→ TASK TO CARRY OUT: The entries below are to be restated exactly, and their images are to be omitted.

→ SOURCE DATA:
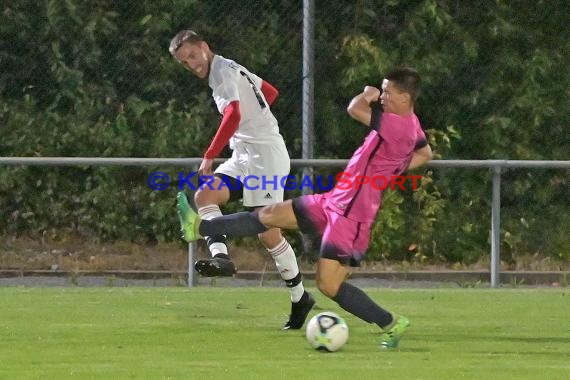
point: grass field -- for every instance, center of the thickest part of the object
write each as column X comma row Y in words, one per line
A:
column 225, row 333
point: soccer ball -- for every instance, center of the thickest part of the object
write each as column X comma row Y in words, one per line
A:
column 327, row 331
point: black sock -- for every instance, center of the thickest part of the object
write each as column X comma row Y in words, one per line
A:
column 355, row 301
column 235, row 225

→ ANSWER TO THE EXERCISE:
point: grass field -- for every instance, center of the thickest part of the object
write each as column X comma row Y in words, one per line
A:
column 225, row 333
point: soccer ball -- for every instance, center of the thickest part of the object
write each as column X comma row Y in words, one per line
A:
column 327, row 331
point: black sock -- for every instance, center of the thickest part of the object
write each as column X comma row Y in words, one per line
A:
column 355, row 301
column 235, row 225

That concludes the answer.